EXCERPTED PASSAGE:
Bryan Cantrill: It is a bit of a tip of the hat to Rust actually. I am falling. I mean I did fall in love with the Rust but it's not weird. It's not only about Rust. So just you want to-
Corey Quinn: No, at some point, you've got to stop talking about work and actually do work.
Bryan Cantrill: That is true.
Jessie Frazelle: Yeah. I guess our tagline is a Hyperscaler infrastructure for everyone else. If you think about how Amazon, Google, Microsoft, the hyperscalers, built their internal infrastructure, we are trying to do that for everyone else with hyper, with like a rack scale server based off open compute project and going all the way up with the software layer to deploying VMs. You can basically plug in a rack and then you are able to deploy VMs within like a few minutes of it booting. It's the goal.
Corey Quinn: I'm sure you've been asked this question once or twice, but I say the quiet part out loud. Why in the world would you build a hardware computer startup in the time of Cloud? Did no one hug any of you enough as children, perhaps your parents were cousins? What inspired you to do this in the year of our Lord 2019.
Jessie Frazelle: Well, a lot of people still honestly run on-premise. If you could talk to companies really like a lot of where the hype is with containers and Kubernetes and a lot of other things like that, that's super, super forward facing. A lot of people run on-premises for good reasons. Either strategic or the unit cost economics of them actually running in the Cloud, it's too expensive. But if you're a finance company and you are hyper currency trading, you need good latency or you really care about the security of your infrastructure because you saw it with the Capitol One breach that a bank running in the Cloud. Like it's actually super horrifying if they get popped.
I think that there are really, really good reasons for running in the Cloud and a lot of that market has been neglected for so long. I spent a lot of my fun employment talking to a lot of these companies and honestly like they're in a great deal of pain and we even saw it during the raise that people don't seem to believe that they exist but they do. We're here to disrupt that and build them something that is actually nice.
Bryan Cantrill: Corey, this is the life that Steve and I lived. We worked at a Cloud computing company actually. We're very pro-Cloud just to be clear. We love the Cloud, but we also know that there are economic reasons in particular that you don't want to, you may not want to actually rent your compute. You actually may want to buy a computer or two as it turns out if your Cloud bill is high enough.
Corey Quinn: Well, looking at the Cloud bills of large companies, there's a distinct break from what they talk about on stage at re:Invent where, "Oh, we're going to talk about these machine learning algorithms and all of these container things and Serverless is the future." And you look at the bill and it's all primarily just a giant pile of EC2 instances. The stuff that they talk about on stage is not the stuff that they're actually spending the money on. I'm curious as much as we hear about Cloud, is there still a sizable market running data centers?

DATA SECTION:

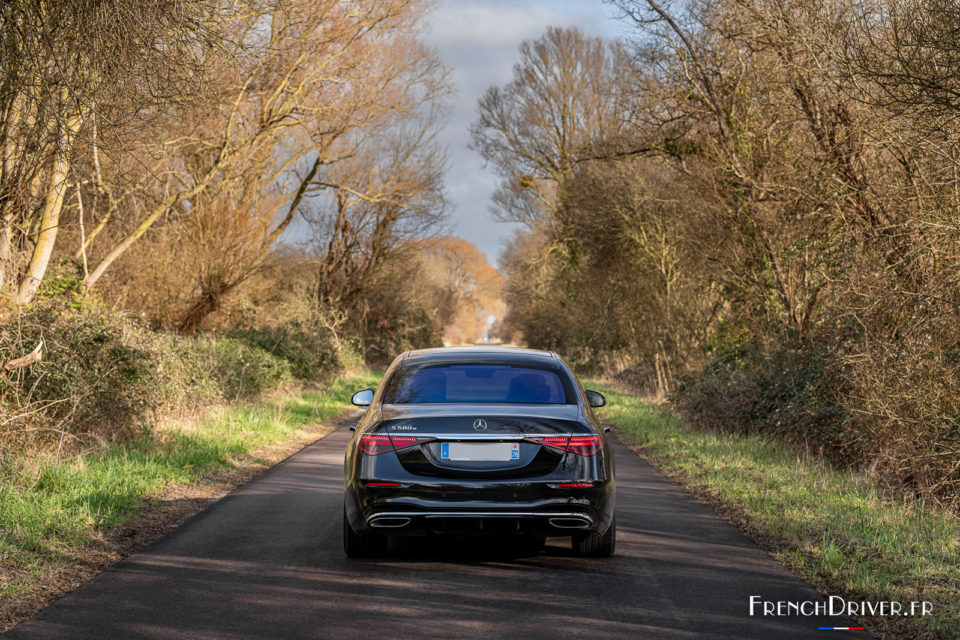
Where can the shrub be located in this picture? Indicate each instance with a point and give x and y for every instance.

---

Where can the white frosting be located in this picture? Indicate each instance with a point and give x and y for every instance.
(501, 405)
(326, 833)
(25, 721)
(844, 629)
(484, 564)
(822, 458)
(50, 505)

--

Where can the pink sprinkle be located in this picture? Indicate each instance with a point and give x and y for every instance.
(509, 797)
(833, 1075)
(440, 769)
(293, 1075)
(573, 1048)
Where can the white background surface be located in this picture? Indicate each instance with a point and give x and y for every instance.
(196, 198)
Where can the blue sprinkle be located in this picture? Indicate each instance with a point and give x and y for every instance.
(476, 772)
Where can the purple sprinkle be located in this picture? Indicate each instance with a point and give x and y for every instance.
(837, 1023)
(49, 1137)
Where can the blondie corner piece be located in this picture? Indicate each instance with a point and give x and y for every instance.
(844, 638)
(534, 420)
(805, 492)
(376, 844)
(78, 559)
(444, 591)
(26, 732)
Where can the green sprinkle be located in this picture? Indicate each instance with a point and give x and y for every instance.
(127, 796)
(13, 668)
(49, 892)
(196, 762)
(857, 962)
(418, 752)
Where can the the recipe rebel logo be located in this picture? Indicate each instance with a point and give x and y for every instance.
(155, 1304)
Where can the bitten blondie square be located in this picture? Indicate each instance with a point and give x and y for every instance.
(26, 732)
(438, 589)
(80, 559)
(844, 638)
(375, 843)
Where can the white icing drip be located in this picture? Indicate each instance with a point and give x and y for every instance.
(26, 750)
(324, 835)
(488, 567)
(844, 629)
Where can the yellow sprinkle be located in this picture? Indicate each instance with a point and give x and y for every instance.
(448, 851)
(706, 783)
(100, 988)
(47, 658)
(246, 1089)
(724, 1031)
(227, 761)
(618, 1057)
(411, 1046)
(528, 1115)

YOUR TASK:
Continue the interview transcript on building rack-scale hardware for on-premise data centers, beginning after its final line.

RESPONSE BOX:
Steve Tuck: Yeah, there is. I think your question is one that we've heard quite a bit in the market of wasn't everything going to the Cloud and having run lots of infrastructure ourselves on-premises and then talking to a lot of the enterprise market. There is still an enormous amount of infrastructure that is being ran and that they are expecting to run for years and years and years. Frustratingly for ourselves, for them in the past, that market has been neglected and there has been this false dichotomy that if I'm going to run on-premises, I can't have the kind of utility or elasticity or just ease for developers that I would have in the public Cloud. You're right, 80%, 90% of the bulk of usage for folks today is more like easy too. Let me be able to easily spin up and provision a VM via an API of various sizes with various software running on it and store some data from that and connect to that over the network.
Bryan Cantrill: Corey, when was the last time you bought a box? Like a to you box or whatever and stood it up?
Corey Quinn: Oh, probably 2012.
Bryan Cantrill: Yeah, right. We're here to tell you that the state of the art hasn't changed that much since 2012 or since-
Steve Tuck: ... Or 2008.
Bryan Cantrill: Yeah, right. Exactly. It's basically still a personal computer. If you are in the unfortunate position where you are actually Cloud aware or you know what the Cloud is and then you have to, for one of these reasons that just mentions: economic reasons or strategic reasons or so on, actually stand up your own Cloud because you actually want to own your own computers. It's very dismaying to discover that the state of the art has advanced so little and then really heightening the level of pain, Google and Facebook and others make it very clear the infrastructure that they are on and it's not the infrastructure that you just bought. In fact, it's much, much, much better and there's no way you can buy it. This is the kind of the fundamental issue. If you want to buy the Facebook's open compute server, which is, you've got like Tioga Pass or Bryce Canyon, these are, it's a nice box. Or if you want to buy Google's warehouse size, the data center size computer, they're not for sale. If you're a customer who's buying your own machines, this is really frustrating.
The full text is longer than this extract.